How to complete this task: Return everything in the passage on choice from "Am I healing, am" down to "like stupidity defined.", copied word for word.

Source passage:
· · · · ·
Choice.
Within my own skin, am I learning, am I growing, am I helping?
Am I healing, am I gathering, am I forgiving?
Am I putting myself out there to be embarrassed, to be ridiculed, to be wrong?
Or am I sad, am I injured, am I reducing?
Am I then fearful, bitter, and scared to move?
Should I blame others because of my own shifting judgements, not what they did but what I wanted them to do? Might I be offended by people behaving exactly in alignment with all they believe to be correct for them? Duh, of course not, both of those arguments sound like stupidity defined.
Such statements of orientation are an interesting matter. Orientation, meaning where I go, what I do, and how I do it…my focus, the care practiced, and the meaning created within every minute of my existence. But to be clear, I am diametrically removed from perfection. There is much more that I don’t know than I do. I screw shit up every day, and despite best intentions and meanings, my foot keeps finding its way into my mouth.
· · · · ·
Stored items from a collection:
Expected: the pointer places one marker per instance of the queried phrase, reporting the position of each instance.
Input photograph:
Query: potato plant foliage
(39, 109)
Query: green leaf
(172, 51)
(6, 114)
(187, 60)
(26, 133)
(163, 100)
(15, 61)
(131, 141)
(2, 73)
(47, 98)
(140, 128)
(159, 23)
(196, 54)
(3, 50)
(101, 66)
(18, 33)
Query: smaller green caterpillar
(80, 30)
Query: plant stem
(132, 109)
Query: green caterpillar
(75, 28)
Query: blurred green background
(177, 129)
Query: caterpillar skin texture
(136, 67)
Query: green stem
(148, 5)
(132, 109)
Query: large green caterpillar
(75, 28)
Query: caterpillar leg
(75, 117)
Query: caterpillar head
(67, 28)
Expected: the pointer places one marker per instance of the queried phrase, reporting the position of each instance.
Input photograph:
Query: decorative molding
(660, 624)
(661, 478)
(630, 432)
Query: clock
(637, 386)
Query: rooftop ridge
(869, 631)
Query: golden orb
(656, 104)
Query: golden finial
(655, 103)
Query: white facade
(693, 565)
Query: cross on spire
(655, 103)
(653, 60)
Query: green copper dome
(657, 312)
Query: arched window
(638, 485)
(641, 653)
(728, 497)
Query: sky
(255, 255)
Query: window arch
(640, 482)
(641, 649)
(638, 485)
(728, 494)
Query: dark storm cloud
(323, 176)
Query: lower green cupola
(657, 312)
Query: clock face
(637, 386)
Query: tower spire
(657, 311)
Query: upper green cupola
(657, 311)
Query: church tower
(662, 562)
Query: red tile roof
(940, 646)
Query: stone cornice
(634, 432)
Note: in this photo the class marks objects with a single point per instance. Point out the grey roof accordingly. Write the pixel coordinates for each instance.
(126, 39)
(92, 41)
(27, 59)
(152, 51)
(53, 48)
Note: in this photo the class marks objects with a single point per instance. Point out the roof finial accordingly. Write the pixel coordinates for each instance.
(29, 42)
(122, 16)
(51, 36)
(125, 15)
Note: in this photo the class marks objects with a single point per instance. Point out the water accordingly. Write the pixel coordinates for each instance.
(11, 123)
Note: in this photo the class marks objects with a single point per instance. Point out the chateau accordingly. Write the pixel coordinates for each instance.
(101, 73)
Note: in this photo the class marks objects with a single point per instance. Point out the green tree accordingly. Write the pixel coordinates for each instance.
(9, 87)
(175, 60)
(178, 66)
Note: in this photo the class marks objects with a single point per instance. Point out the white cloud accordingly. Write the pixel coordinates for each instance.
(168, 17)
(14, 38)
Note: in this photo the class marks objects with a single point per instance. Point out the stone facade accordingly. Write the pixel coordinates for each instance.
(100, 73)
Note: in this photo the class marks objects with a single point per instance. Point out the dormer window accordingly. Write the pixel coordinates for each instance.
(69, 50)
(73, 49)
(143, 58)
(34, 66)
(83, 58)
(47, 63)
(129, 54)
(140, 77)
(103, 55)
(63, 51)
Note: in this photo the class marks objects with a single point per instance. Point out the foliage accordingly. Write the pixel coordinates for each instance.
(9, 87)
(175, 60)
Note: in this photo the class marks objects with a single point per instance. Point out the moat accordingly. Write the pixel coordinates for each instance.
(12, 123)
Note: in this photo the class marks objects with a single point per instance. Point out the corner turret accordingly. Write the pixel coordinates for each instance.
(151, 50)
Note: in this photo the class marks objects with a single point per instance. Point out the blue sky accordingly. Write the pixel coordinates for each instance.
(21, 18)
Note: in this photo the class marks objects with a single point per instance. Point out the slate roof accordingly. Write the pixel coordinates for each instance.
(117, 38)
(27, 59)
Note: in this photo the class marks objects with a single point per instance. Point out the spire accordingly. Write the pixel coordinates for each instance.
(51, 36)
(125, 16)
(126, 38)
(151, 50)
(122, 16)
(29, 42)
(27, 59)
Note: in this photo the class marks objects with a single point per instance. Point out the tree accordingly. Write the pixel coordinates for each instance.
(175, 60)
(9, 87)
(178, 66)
· · · · ·
Result of the exercise:
Am I healing, am I gathering, am I forgiving?
Am I putting myself out there to be embarrassed, to be ridiculed, to be wrong?
Or am I sad, am I injured, am I reducing?
Am I then fearful, bitter, and scared to move?
Should I blame others because of my own shifting judgements, not what they did but what I wanted them to do? Might I be offended by people behaving exactly in alignment with all they believe to be correct for them? Duh, of course not, both of those arguments sound like stupidity defined.